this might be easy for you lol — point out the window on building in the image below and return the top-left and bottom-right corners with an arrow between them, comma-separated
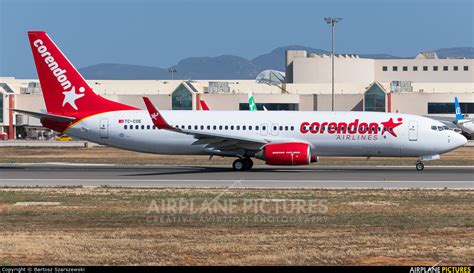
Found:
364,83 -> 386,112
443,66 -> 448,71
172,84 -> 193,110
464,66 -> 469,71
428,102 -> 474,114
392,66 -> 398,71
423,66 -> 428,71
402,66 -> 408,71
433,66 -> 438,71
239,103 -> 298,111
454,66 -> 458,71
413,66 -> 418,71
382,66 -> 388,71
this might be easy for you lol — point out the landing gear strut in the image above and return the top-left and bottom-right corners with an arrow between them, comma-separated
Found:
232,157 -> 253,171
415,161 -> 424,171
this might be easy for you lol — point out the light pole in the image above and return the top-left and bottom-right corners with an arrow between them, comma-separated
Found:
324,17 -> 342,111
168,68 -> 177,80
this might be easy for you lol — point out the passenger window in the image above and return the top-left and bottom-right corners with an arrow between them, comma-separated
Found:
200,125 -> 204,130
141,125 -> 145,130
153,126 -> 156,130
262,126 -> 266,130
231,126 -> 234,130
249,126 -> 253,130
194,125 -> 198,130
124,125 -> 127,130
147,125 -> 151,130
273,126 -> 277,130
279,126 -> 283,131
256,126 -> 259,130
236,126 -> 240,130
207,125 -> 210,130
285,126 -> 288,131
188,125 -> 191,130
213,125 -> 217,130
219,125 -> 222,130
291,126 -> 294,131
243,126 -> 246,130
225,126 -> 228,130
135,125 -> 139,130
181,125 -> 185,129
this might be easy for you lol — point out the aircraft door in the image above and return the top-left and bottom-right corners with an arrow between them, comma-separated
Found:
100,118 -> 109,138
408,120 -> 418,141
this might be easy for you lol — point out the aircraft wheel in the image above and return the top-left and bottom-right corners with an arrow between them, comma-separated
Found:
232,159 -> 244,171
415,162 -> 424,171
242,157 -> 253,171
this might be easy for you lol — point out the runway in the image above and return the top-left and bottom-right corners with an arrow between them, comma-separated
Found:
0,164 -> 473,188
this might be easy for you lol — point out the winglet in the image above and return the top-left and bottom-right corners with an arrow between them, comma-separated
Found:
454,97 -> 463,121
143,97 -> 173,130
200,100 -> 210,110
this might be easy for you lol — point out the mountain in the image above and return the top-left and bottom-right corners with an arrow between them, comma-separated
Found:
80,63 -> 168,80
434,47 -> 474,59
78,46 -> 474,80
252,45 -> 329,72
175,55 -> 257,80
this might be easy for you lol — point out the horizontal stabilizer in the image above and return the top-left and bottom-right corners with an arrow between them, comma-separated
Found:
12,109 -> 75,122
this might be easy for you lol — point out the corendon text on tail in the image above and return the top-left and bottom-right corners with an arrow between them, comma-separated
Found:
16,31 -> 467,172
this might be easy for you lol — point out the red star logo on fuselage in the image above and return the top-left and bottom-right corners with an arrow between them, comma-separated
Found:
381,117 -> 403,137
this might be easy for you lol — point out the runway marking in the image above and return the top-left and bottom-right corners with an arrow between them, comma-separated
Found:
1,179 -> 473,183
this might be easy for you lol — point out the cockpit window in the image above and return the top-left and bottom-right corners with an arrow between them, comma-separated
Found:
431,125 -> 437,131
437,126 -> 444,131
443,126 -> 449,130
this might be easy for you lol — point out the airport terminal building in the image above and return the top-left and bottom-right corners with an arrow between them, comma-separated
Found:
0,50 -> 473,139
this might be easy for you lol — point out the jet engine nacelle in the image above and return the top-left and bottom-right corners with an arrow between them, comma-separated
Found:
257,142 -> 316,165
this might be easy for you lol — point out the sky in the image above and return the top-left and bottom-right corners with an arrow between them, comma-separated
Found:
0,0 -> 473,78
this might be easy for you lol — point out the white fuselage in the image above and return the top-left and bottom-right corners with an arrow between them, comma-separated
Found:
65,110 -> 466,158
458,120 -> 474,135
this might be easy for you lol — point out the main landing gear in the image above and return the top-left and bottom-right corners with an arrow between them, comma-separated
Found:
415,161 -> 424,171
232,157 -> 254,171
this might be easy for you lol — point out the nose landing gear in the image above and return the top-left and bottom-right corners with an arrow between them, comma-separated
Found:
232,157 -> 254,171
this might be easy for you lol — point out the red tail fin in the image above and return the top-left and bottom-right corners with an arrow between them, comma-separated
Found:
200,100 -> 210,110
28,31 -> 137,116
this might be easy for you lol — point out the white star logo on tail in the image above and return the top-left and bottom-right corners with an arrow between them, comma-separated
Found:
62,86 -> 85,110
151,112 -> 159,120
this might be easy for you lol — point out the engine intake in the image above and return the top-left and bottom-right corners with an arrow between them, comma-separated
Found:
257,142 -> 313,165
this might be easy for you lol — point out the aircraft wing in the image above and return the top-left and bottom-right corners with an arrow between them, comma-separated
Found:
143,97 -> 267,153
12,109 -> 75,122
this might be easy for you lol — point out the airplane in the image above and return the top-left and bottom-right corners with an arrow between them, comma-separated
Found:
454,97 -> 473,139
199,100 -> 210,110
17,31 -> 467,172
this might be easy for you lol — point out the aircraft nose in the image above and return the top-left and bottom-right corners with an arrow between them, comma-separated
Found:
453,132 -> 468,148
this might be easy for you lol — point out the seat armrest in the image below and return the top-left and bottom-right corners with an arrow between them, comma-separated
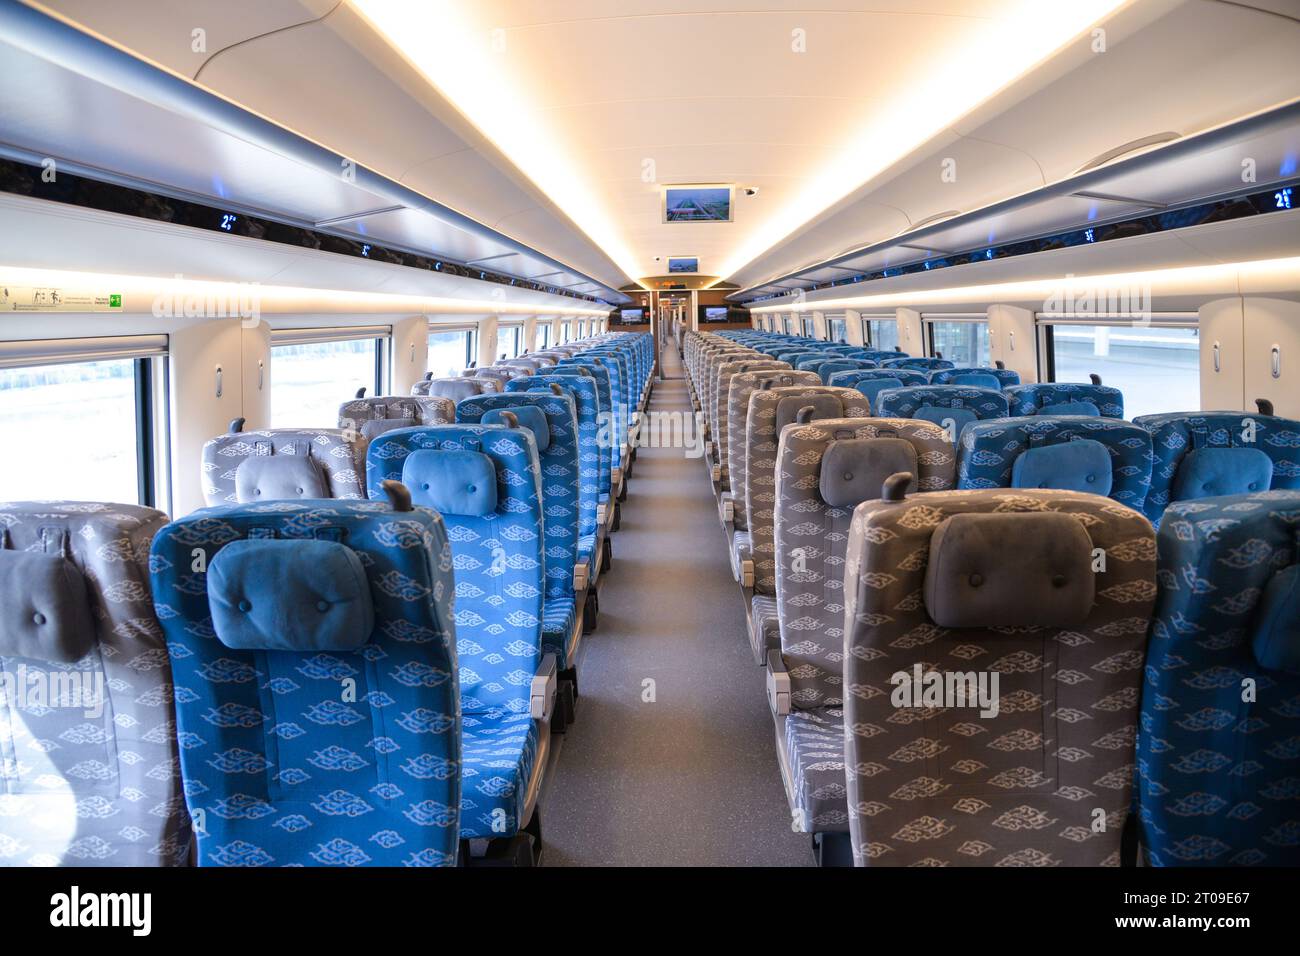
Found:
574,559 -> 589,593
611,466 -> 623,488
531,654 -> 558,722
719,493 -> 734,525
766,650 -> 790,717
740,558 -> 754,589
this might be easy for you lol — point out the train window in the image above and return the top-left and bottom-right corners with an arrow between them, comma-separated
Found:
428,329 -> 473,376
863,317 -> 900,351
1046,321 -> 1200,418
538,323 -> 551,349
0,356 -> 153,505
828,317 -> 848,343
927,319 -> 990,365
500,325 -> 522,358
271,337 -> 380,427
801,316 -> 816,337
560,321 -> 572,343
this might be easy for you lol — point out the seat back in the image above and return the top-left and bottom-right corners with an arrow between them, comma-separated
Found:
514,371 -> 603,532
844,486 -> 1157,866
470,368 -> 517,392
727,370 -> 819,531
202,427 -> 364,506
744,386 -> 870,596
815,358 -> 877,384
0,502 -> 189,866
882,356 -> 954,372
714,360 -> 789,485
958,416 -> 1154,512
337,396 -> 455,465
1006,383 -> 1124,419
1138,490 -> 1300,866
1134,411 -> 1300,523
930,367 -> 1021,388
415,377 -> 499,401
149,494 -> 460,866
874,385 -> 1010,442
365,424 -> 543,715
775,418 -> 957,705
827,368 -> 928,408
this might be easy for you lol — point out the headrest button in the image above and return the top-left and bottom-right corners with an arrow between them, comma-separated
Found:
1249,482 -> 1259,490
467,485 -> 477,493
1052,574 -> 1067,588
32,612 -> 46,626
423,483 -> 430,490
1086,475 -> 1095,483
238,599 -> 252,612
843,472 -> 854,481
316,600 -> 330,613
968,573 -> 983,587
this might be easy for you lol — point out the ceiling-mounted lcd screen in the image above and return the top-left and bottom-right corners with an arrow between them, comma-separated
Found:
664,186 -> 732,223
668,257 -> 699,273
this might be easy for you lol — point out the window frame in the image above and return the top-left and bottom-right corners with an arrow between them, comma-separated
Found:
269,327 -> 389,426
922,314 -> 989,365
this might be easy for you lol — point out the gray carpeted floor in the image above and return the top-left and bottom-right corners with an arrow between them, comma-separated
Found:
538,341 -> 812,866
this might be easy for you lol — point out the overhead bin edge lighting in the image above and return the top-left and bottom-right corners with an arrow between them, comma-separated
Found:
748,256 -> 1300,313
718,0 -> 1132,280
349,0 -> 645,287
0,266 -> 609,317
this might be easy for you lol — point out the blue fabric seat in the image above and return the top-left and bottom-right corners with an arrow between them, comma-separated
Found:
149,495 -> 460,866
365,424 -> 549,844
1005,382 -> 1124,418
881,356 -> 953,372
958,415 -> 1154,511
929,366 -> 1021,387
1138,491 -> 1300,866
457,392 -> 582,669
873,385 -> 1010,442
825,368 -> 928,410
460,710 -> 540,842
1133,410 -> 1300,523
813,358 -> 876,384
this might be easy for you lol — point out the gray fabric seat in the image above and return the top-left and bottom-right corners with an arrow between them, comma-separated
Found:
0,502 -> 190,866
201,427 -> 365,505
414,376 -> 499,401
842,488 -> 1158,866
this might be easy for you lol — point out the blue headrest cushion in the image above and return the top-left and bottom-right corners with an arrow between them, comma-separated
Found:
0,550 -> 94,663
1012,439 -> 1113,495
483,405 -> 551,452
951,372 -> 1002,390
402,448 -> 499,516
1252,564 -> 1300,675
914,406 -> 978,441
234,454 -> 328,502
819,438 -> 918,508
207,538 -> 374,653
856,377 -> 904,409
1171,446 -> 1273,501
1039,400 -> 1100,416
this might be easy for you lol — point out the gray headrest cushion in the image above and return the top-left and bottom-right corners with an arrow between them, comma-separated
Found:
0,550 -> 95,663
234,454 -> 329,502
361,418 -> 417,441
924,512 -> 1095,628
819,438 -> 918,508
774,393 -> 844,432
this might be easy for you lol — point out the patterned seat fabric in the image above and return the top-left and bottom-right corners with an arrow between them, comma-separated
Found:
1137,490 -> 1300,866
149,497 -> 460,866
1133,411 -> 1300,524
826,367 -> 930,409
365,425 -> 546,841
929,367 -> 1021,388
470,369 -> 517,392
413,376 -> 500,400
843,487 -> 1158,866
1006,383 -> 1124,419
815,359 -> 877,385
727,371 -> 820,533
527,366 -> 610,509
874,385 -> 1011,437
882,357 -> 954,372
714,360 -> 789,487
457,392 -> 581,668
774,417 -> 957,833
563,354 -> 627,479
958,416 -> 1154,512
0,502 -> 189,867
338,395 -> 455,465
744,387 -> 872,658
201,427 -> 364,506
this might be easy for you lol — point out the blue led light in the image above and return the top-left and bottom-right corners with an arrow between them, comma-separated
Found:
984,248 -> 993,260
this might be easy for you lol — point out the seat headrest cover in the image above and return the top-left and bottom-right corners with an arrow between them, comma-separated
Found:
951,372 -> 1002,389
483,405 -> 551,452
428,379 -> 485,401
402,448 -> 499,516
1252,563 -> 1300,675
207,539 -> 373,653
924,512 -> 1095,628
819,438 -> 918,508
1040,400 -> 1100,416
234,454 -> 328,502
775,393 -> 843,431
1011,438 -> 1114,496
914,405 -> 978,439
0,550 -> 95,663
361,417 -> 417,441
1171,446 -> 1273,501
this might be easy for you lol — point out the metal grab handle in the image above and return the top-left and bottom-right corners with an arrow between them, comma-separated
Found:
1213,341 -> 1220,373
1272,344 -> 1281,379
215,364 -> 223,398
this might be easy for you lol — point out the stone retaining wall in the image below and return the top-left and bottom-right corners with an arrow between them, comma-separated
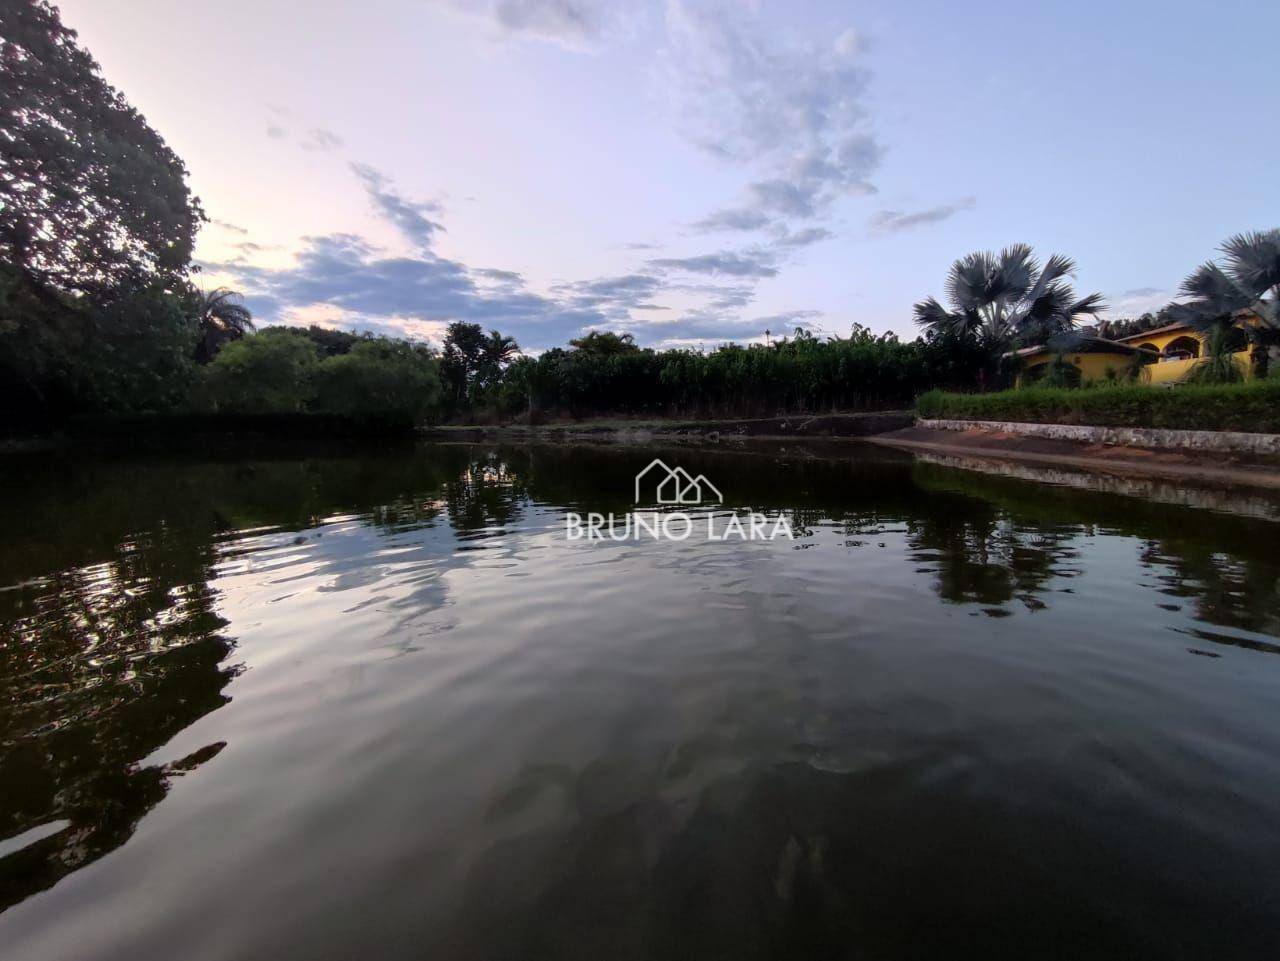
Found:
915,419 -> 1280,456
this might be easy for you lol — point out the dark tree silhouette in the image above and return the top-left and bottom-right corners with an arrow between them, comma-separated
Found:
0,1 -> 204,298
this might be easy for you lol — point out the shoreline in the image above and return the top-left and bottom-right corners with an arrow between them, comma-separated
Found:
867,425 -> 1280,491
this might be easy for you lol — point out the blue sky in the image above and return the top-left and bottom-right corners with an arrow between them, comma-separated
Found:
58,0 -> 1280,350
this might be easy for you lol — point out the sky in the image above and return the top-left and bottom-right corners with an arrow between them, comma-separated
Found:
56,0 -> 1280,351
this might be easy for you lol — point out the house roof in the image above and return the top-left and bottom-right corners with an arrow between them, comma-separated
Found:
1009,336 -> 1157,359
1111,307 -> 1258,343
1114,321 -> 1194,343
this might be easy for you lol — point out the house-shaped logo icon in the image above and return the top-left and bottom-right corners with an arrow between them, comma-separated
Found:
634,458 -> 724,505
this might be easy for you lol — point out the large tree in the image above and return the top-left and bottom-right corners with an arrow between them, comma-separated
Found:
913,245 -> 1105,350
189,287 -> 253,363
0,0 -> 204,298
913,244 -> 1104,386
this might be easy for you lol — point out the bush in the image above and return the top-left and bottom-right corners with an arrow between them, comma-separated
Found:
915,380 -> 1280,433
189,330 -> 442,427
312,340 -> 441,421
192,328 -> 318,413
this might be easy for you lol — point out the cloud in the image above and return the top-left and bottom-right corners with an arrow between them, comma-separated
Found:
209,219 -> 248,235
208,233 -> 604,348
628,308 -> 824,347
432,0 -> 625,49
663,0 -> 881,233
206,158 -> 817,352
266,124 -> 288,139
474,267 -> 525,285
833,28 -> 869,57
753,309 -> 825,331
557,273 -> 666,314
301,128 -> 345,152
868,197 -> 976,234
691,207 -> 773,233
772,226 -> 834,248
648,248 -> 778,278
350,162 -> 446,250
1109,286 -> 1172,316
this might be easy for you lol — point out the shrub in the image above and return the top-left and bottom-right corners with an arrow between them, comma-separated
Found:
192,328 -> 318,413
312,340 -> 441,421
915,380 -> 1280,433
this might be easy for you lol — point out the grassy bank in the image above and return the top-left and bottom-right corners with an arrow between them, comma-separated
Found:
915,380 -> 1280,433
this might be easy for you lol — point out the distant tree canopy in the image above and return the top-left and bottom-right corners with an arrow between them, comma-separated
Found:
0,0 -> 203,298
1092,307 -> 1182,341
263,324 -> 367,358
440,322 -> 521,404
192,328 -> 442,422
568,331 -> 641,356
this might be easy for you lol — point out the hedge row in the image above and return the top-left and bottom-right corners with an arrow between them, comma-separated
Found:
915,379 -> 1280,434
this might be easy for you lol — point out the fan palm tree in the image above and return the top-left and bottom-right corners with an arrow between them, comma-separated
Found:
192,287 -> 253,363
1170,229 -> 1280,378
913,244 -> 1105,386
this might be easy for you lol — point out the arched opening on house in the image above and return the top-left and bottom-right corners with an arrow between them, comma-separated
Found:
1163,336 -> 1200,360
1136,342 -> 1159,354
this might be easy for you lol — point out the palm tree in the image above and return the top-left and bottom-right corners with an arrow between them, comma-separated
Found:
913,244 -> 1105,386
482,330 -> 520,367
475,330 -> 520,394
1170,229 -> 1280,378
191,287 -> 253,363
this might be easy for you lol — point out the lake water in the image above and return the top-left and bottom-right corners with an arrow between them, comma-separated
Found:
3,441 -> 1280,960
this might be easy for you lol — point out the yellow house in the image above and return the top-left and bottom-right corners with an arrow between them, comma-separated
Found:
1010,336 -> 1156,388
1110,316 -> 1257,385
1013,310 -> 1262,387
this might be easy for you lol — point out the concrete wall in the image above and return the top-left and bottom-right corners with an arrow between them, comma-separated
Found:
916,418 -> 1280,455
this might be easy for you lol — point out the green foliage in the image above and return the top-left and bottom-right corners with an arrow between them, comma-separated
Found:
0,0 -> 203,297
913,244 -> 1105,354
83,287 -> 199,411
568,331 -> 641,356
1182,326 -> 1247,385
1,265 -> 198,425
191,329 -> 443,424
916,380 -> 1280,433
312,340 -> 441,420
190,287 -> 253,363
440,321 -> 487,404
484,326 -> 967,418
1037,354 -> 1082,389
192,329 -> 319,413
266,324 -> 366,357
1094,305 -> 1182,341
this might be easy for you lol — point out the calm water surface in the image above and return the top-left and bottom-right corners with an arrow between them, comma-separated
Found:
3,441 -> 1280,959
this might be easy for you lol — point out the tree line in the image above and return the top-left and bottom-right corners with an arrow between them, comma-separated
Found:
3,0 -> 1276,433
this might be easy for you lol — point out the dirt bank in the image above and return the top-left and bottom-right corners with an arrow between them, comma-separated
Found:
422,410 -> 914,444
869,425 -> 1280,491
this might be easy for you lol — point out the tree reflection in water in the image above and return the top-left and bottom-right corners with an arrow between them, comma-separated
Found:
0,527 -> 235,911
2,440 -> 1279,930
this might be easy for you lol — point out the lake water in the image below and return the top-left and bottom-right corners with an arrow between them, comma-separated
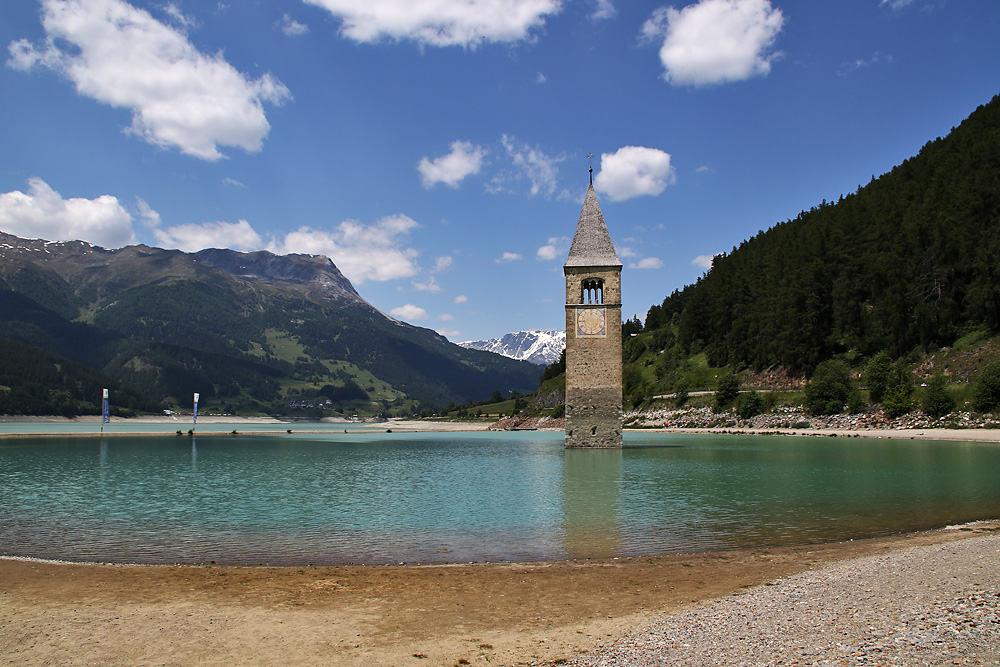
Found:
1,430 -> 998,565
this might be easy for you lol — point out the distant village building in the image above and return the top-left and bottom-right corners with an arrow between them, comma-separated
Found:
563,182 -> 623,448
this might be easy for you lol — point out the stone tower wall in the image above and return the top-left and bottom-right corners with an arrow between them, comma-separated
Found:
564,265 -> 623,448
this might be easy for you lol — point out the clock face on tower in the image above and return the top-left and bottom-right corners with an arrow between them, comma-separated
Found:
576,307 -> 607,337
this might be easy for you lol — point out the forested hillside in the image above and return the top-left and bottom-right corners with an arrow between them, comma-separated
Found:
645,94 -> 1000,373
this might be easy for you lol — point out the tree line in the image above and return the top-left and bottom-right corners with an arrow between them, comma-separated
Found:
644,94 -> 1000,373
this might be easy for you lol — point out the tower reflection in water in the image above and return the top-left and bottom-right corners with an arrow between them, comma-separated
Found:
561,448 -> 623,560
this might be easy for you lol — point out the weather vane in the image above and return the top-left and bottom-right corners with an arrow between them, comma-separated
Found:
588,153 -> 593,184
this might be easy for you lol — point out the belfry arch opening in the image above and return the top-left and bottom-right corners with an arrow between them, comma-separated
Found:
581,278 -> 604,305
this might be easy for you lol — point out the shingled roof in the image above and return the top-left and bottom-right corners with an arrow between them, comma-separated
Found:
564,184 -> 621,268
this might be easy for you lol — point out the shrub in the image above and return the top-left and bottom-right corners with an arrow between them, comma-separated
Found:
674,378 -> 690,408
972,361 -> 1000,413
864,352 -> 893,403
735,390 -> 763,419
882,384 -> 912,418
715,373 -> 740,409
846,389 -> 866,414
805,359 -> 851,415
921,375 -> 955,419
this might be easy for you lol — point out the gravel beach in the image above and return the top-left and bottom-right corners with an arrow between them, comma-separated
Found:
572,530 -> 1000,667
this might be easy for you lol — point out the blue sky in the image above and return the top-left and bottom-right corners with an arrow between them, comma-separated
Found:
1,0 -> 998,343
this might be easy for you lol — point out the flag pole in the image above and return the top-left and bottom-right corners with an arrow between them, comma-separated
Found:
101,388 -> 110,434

-------------------------

• AIM OF THE TASK
What lines in the entries above include the string "landing"? Return each one.

• WRITTEN REPLY
this might be easy for you lol — point out the landing gear strut in the image above and return the top-left and bottom-right corners with an arrow between them, comma-separated
this might be easy for you lol — point out the main landing gear in the image above and return the top-left and bottom-right corners with an arrow between them, comma-separated
this might be easy for you lol — point out the nose landing gear in the image above and return the top-left and bottom-right corners with an arrow between them, comma-separated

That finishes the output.